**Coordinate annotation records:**
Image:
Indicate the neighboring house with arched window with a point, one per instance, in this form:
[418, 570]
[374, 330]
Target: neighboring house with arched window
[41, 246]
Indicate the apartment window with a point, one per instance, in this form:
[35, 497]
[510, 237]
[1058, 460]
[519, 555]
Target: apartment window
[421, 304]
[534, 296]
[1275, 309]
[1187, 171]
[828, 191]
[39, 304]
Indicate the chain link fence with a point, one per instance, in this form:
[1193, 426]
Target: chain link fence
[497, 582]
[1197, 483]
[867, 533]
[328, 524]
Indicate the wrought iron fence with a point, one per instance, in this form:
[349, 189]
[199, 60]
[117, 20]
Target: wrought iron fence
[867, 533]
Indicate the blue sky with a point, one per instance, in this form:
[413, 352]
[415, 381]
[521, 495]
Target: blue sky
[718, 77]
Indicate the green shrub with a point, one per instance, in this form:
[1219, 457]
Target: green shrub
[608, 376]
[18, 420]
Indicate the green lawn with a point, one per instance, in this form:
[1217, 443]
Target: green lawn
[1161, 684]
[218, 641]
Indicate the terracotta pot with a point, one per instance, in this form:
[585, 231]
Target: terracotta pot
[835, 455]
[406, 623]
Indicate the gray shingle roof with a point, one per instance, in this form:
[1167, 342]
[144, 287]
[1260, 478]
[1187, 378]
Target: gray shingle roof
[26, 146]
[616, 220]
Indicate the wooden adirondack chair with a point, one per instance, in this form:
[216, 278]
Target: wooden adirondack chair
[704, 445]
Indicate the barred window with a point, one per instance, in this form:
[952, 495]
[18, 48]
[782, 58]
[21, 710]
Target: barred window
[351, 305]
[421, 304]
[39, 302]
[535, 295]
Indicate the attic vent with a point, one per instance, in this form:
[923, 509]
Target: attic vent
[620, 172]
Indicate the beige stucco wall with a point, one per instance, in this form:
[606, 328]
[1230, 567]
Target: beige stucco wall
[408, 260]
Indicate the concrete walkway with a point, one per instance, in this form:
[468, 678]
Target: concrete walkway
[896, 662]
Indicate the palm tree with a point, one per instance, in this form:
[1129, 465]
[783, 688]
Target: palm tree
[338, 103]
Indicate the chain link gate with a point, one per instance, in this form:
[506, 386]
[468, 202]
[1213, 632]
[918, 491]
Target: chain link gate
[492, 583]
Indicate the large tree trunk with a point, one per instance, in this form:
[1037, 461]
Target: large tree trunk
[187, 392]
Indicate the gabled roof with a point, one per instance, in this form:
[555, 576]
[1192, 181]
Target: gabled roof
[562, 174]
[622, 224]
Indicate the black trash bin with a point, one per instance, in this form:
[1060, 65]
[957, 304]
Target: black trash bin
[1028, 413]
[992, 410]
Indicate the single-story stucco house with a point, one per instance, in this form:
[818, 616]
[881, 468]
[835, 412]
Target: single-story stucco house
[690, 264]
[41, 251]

**INSTRUCTION:** Your task is to repeat every entry exactly.

**THE RESPONSE:**
Image:
Indicate the neighboring house with arched window with a point, one per instance, in this form:
[418, 570]
[374, 330]
Target: neighboring house with arched window
[41, 246]
Indicate the apartment window with a point, one per instance, in this form:
[35, 497]
[510, 237]
[1058, 460]
[519, 555]
Target: apartment window
[421, 304]
[534, 296]
[1275, 309]
[1187, 171]
[828, 191]
[39, 304]
Indicate the chain link fence with a point, one per instance, in this form:
[1193, 426]
Target: chain link fence
[497, 582]
[1197, 483]
[867, 533]
[328, 524]
Indicate the wrought iron fence with a point, one per instance, in this form:
[349, 189]
[199, 60]
[117, 20]
Target: wrought iron fence
[867, 533]
Indicate the blue sky with a point, one per instance, in this form:
[413, 352]
[415, 381]
[521, 495]
Target: blue sky
[718, 77]
Indicate the green shrub with a point, one per instance, in this form:
[1219, 457]
Target: green shrub
[608, 376]
[18, 420]
Indicate the green lawn with a point, one per instance, in this form:
[1217, 443]
Target: green lawn
[1161, 684]
[218, 641]
Indicate the terracotta pot with a point, one per instance, in this form:
[585, 231]
Target: terracotta pot
[835, 455]
[406, 623]
Indicate the gray shingle roof with a point, one per instance, in this form:
[1167, 342]
[144, 287]
[1260, 478]
[1187, 378]
Target: gray shingle roof
[26, 146]
[616, 220]
Indicate the wooden adirondack chair with a point, one per instance, in this form:
[216, 278]
Target: wooden adirondack chair
[704, 445]
Indicate the barred window with a point, one per instance, in this form:
[952, 495]
[18, 48]
[782, 58]
[21, 710]
Target: barred window
[351, 305]
[421, 304]
[39, 302]
[535, 295]
Indicate the attic vent with a point, one per instance, in this form:
[923, 509]
Target: attic vent
[620, 172]
Indicate the beige stucco wall with a point, one per instance, in this form:
[606, 328]
[1230, 567]
Target: beige stucco wall
[408, 260]
Indicate the concrete walkway with a point, one per instance, in this form:
[468, 678]
Target: concrete walkway
[896, 662]
Indicate the palm tree with a point, one per instance, in this form:
[1129, 465]
[783, 688]
Target: palm tree
[338, 103]
Indicate the chain link gate with a point, one per instance, in this form:
[506, 386]
[468, 202]
[1213, 632]
[918, 491]
Target: chain link gate
[492, 583]
Indicate the large tree trunk with a point, one per instance, in this form:
[1037, 461]
Target: large tree trunk
[187, 392]
Indicate the gabled roof with a point, one per instance, in this form:
[555, 576]
[1192, 181]
Target: gabled roof
[562, 174]
[622, 224]
Indicate the black trash bin with a point, one per instance, in this form:
[1060, 65]
[957, 304]
Target: black trash bin
[1028, 413]
[992, 410]
Indicate the single-story stucco house with a point, one per instance, in this form:
[818, 616]
[881, 468]
[835, 412]
Target: single-story stucco house
[690, 264]
[41, 251]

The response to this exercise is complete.